>> START Page text

Vince Vaughn and Mel Gibson trade barbs in S Craig Zahler’s enjoyable, if epically long, crime thriller.

There are about seven metres of intestine inside the average person, and slowly but surely in his burgeoning directorial career, S Craig Zahler is showing us all of them. Echoing the infamous human bisection in ‘Bone Tomahawk’, his overlong but enjoyable new crime thriller ‘Dragged Across Concrete’ has a ruthless bank robber rummaging about inside a corpse. Somewhere in there is a key that, for reasons we don’t really need to get into, has been swallowed, regurgitated and then re-swallowed. It’s a scene that’ll be pretty hard to dislodge next time the house keys go missing.

After giving us the horror western (‘Bone Tomahawk’) and the horror prison drama (‘Brawl in Cell Block 99’) – not to mention writing an actual horror (‘Puppet Master: The Littlest Reich’) – Zahler actually tones things down a little this time. The title may promise more head-stomping and heavy-metal action beats, but ‘Dragged Across Concrete’ showcases a different, talkier side of the writer-director. Riffing on that old notion that cops and robbers are two sides of a very thin coin, he proceeds to blur the line between them to the point of erasure. There’s police corruption, a heist-gone-bad and a shootout scenario straight out of the John Carpenter playbook, but most of all there’s yakking. A whole lot of it. 

The two cops are Brett Ridgeman (Mel Gibson, channelling Riggs and Murtaugh), 59 years old and still doing stakeouts and busting drug dealers on the street with his younger, smarter partner Tony Lurasetti (Vince Vaughn, reuniting with his ‘Cell Block 99’ director). Ridgeman’s crude methods and lack of political instincts have seen him passed over for promotion for three decades. When a heavy-handed arrest is captured on camera, the pair are slapped with a six-week suspension. ‘It’s not healthy to scuff concrete as long as you have,’ Lurasetti tells Ridgeman. ‘There’s a lot of imbeciles out there,’ his jaded partner shoots back.

>> END Page text
>> START Information shown

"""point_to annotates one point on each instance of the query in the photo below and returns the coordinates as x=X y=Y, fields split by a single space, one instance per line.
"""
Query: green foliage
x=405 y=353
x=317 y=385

>> END Information shown

▶ Exercise goal: Return the full review of the crime thriller word for word. These lines have no connection to the review.

▶ Finished answer:
Vince Vaughn and Mel Gibson trade barbs in S Craig Zahler’s enjoyable, if epically long, crime thriller.

There are about seven metres of intestine inside the average person, and slowly but surely in his burgeoning directorial career, S Craig Zahler is showing us all of them. Echoing the infamous human bisection in ‘Bone Tomahawk’, his overlong but enjoyable new crime thriller ‘Dragged Across Concrete’ has a ruthless bank robber rummaging about inside a corpse. Somewhere in there is a key that, for reasons we don’t really need to get into, has been swallowed, regurgitated and then re-swallowed. It’s a scene that’ll be pretty hard to dislodge next time the house keys go missing.

After giving us the horror western (‘Bone Tomahawk’) and the horror prison drama (‘Brawl in Cell Block 99’) – not to mention writing an actual horror (‘Puppet Master: The Littlest Reich’) – Zahler actually tones things down a little this time. The title may promise more head-stomping and heavy-metal action beats, but ‘Dragged Across Concrete’ showcases a different, talkier side of the writer-director. Riffing on that old notion that cops and robbers are two sides of a very thin coin, he proceeds to blur the line between them to the point of erasure. There’s police corruption, a heist-gone-bad and a shootout scenario straight out of the John Carpenter playbook, but most of all there’s yakking. A whole lot of it. 

The two cops are Brett Ridgeman (Mel Gibson, channelling Riggs and Murtaugh), 59 years old and still doing stakeouts and busting drug dealers on the street with his younger, smarter partner Tony Lurasetti (Vince Vaughn, reuniting with his ‘Cell Block 99’ director). Ridgeman’s crude methods and lack of political instincts have seen him passed over for promotion for three decades. When a heavy-handed arrest is captured on camera, the pair are slapped with a six-week suspension. ‘It’s not healthy to scuff concrete as long as you have,’ Lurasetti tells Ridgeman. ‘There’s a lot of imbeciles out there,’ his jaded partner shoots back.